| Task description |
With the pictures excluded, retype the records that follow exactly.

[Collected data]
= = = =

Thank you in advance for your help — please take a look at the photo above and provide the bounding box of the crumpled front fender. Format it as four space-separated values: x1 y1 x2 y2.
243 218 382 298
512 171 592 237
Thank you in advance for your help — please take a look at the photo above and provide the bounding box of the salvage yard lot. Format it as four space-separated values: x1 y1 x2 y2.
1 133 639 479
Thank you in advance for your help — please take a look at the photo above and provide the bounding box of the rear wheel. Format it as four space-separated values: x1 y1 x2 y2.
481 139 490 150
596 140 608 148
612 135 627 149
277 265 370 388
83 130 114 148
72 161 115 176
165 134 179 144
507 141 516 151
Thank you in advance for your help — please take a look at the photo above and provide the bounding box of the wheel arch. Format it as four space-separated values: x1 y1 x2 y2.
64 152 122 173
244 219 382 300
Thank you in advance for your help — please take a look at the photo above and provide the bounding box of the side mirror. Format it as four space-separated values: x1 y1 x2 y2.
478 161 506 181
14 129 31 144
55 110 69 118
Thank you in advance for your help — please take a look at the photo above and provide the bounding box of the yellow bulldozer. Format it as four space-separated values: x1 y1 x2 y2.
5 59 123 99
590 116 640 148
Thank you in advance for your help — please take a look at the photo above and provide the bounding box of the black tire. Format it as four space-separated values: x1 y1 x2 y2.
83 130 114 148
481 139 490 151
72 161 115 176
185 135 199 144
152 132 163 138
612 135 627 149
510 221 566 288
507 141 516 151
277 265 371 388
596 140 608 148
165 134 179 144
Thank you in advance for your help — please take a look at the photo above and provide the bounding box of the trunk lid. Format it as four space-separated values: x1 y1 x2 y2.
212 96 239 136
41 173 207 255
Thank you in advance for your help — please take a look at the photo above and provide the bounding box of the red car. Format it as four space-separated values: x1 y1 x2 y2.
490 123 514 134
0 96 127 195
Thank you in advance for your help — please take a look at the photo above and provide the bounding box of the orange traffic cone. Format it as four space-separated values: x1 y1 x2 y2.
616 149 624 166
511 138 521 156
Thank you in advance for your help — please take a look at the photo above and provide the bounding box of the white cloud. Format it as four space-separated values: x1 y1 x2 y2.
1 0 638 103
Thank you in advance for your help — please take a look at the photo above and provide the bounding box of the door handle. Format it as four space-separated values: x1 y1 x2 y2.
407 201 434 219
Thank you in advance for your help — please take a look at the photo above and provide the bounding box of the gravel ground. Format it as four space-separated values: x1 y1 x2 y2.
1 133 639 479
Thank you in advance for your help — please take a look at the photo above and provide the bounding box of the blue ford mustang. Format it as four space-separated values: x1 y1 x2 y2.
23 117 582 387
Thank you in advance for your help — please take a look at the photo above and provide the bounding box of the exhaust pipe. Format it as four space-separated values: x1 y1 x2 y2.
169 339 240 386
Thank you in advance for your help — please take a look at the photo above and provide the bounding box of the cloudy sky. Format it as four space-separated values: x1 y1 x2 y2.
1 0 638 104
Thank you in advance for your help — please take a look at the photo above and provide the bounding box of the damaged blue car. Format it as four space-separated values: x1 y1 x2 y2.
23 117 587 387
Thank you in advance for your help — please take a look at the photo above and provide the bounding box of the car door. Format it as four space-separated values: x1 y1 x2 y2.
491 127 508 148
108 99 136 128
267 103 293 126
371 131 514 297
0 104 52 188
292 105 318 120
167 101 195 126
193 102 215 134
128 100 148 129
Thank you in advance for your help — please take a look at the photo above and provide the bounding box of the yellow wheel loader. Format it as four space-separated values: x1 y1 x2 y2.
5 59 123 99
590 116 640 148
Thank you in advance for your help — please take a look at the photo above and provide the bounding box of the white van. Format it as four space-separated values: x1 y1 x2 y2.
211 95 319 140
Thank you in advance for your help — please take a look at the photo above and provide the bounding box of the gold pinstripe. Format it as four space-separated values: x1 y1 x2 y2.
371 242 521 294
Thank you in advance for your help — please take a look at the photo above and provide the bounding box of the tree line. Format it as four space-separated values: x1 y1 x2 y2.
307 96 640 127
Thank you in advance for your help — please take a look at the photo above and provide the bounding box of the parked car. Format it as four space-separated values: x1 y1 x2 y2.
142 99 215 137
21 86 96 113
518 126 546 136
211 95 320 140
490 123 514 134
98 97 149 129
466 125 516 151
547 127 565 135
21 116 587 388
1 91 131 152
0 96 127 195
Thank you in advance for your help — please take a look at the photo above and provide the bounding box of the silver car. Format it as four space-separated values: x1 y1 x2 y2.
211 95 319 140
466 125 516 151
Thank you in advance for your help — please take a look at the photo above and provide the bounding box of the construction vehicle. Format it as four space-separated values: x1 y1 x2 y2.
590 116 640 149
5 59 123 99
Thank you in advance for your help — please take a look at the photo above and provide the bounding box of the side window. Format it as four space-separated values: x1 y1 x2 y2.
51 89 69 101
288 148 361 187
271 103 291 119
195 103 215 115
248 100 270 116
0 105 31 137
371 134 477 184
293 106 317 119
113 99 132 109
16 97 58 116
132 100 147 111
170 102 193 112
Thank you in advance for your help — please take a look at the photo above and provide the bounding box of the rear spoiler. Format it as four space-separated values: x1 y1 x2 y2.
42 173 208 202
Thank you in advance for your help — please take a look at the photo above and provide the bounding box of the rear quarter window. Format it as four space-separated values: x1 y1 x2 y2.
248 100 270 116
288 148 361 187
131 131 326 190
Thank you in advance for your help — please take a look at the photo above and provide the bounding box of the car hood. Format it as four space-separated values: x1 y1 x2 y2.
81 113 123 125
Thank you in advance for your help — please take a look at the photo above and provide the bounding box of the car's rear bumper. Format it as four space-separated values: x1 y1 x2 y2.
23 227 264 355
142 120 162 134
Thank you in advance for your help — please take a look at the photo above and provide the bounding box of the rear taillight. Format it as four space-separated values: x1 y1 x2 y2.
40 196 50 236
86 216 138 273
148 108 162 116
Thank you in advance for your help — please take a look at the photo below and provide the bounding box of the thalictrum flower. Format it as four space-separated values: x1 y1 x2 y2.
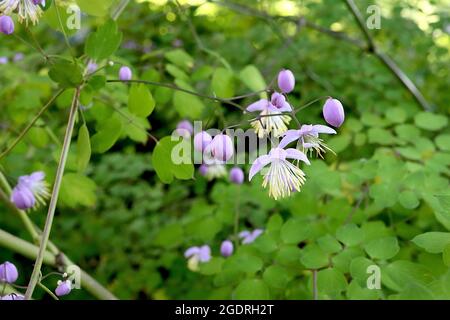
0 15 14 34
277 69 295 93
0 0 43 25
184 245 211 271
0 261 18 283
220 240 234 257
249 147 310 200
55 280 72 297
193 131 212 153
207 134 234 162
247 92 292 138
322 97 345 127
10 171 50 210
239 229 263 244
279 124 336 157
119 66 132 81
229 167 244 185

= = = =

| Solution to this exercise |
Thank you in advance for your help — please take a look at the photo above and provide the bounding box of the crumpled front fender. Format it as four space-separated values: x1 y1 x2 y2.
243 218 382 298
512 171 592 237
Thank you in advance for your help — please take a look at the photo above and provide the bounding box of the salvage yard lot. Format it as four space-separated values: x1 y1 x2 y2.
1 133 639 479
Thank you in advance for your help — please take a look at the photo above and provide the bounding box of the rear wheel. Format it as four space-separated values: x1 y1 x2 y2.
481 139 490 150
596 140 608 148
612 135 627 149
277 265 370 388
83 130 114 148
72 161 115 176
165 134 179 144
507 141 516 151
Thank you in advance for your help — please take a look at the photo above and provide the bounding box of the wheel arch. Format it as four space-separated values: x1 y1 x2 y2.
64 152 122 173
244 219 382 300
Thank you in advance for your help — please take a look at the photo above and provide the bounding box of the side mirror. Format it as four space-separated values: x1 y1 x2 y2.
478 161 506 181
14 129 31 144
55 110 69 118
Thank you in advance for your help — please take a look at the photo above and provide the bounding box of the yellow bulldozer. Format it as four space-separated values: x1 y1 x2 y2.
5 59 123 99
590 116 640 148
Thank you in advance for your help — please take a look at the photo above and provide the bounding box of the black tire. Format it as four space-separated values: x1 y1 x2 y2.
83 130 114 148
481 139 490 151
72 161 115 176
185 135 199 144
152 132 163 138
612 135 627 149
510 221 566 288
507 141 516 151
277 265 371 388
596 140 608 148
165 134 179 144
Thank you in advance for your help — please take a look at the photo above and provide the bounding box of the trunk lid. Format it as four space-separated values: x1 y1 x2 y2.
212 96 239 136
41 173 207 255
Thank you in advance for your help — please take a look at the photo above and provide the bounding box of the red car. Format it as four space-separated values: x1 y1 x2 y2.
490 123 514 134
0 96 127 195
Thank you in advance for your help — please take a look at the photo above and provide the bounding box of the orange traffic cone. Format it as four space-separated values: x1 y1 x2 y2.
616 149 624 166
511 138 521 156
Thank you in advance for your help — please take a look at the photo above and provide the bounding box of the white cloud. Format it as four space-separated values: x1 y1 x2 y2.
1 0 638 103
Thank you in advance for your help — please take a look at the photo above and provide the bounding box of the door handle. Format it as four space-separated values: x1 y1 x2 y2.
407 201 434 219
Thank you in advance for your help — please take a look at the photo above and provide the bounding box of the gravel ground. Format it as four space-separated values: x1 y1 x2 y2.
1 133 639 479
Thank you in advance for your help — please take a look at the photo above and provide the bounding box of the blue ford mustang. Format it as four space-separated values: x1 y1 x2 y2.
23 117 582 387
Thank you in advance for your help — please take a look at the photo above and provide the bounding box of the exhaust pipe. Format it as four space-separated values: x1 y1 x2 y2.
169 339 240 386
Thank you in advance for your help — please take a look at the photo above and provide the bounding box of the cloudy sky. Format it as four space-separated values: x1 y1 x2 y2.
1 0 638 104
Thank you in advance for your help — please take a look at the photo above and provide the bounding box of the damaged blue car. Format it as four space-separated values: x1 y1 x2 y2.
23 117 587 387
Thank you in advance for your help — please take a look at the photo above and provide the bounding box of the car door. Format it as four space-separated values: x1 y1 x2 y2.
491 127 508 148
108 99 136 128
267 103 293 126
371 131 514 297
0 104 52 188
292 105 318 120
167 101 195 126
193 102 215 134
128 100 148 129
Thank you in advance for your help — please take a look at the photo above and provide the bounding box of the yellow wheel loader. Format it as four space-separated values: x1 y1 x2 y2.
5 59 123 99
590 116 640 148
Thank you in advance for your help — please take a look at the photo above and provide the bounding box of the white van. Format it as four space-separated values: x1 y1 x2 y2.
211 95 319 140
Thank you in advance for your help — please take a look at the photo above and provide the bounding box of the gold pinstripe. Format it as four space-separated values: x1 y1 x2 y2.
371 242 521 294
Thank you in advance for your help — please take a look at the photo above and provide the bounding box of the tree line. Format it as four space-separated values: x1 y1 x2 y2.
307 96 640 127
Thank you in advance for your help — please take a look at the photo above and provide the bounding box of the parked car. Format it as four space-separated values: x1 y1 x2 y2.
142 99 215 137
21 86 96 113
518 126 546 136
211 95 320 140
490 123 514 134
98 97 149 129
466 125 516 151
547 127 565 135
21 116 587 388
1 91 131 152
0 96 127 195
Thank you in advance for your help — please take a look at the photo above and provide the bounding box of the silver car. Format it as four space-separated values: x1 y1 x2 y2.
211 95 319 140
466 125 516 151
Thank you in advance for your help — please take a look at the photo above and provide the bounding box of the construction vehicle. Format it as four space-separated values: x1 y1 x2 y2.
590 116 640 149
5 59 123 99
Thank you in advance for your help — please take a look at the photo above and provide the bounding box of the side window. Format it as four space-separated values: x1 y1 x2 y2.
51 89 69 101
288 148 361 187
271 103 291 119
195 103 215 115
248 100 270 116
0 105 31 137
371 134 477 184
293 106 317 119
113 99 132 109
16 97 58 116
132 100 147 111
170 102 193 112
Thank you in advance for your help — please take a look at the photo above and provide the bounding box of the rear spoiler. Format it as four space-separated values: x1 y1 x2 y2.
42 173 208 202
Thank you in advance for your help — please take a look at the photo above and provide the bounding box of the rear quarter window. Format it as four space-separated values: x1 y1 x2 y2.
248 100 270 116
288 148 361 187
131 131 326 190
Thank you in advance for your help — please take a look at the photo above and provide the bounding box of the car hood. Format it as four space-separated values: x1 y1 x2 y2.
81 113 123 125
Thank you in advance for your help — please take a look at the photo above and provide the bounding box of the car's rear bumper. Format it as four space-separated values: x1 y1 x2 y2.
23 227 264 355
142 120 162 134
Thank you in advance for your help — please take a look at the photo above and provide the bounding box of the rear taillight. Format it as four space-separated values: x1 y1 x2 y2.
40 196 50 236
86 216 138 273
148 108 162 116
Thank you in advance for your help — please take a look at the photo below and provide the bounding box of the thalictrum flower. Format it as four space-separated values: x1 y1 x2 y2.
0 15 14 34
277 69 295 93
0 0 43 25
184 245 211 271
0 261 18 283
220 240 234 257
249 147 310 200
55 280 72 297
193 131 212 153
207 134 234 162
247 92 292 138
322 97 345 127
10 171 50 210
239 229 263 244
279 124 336 157
119 66 132 81
229 167 244 185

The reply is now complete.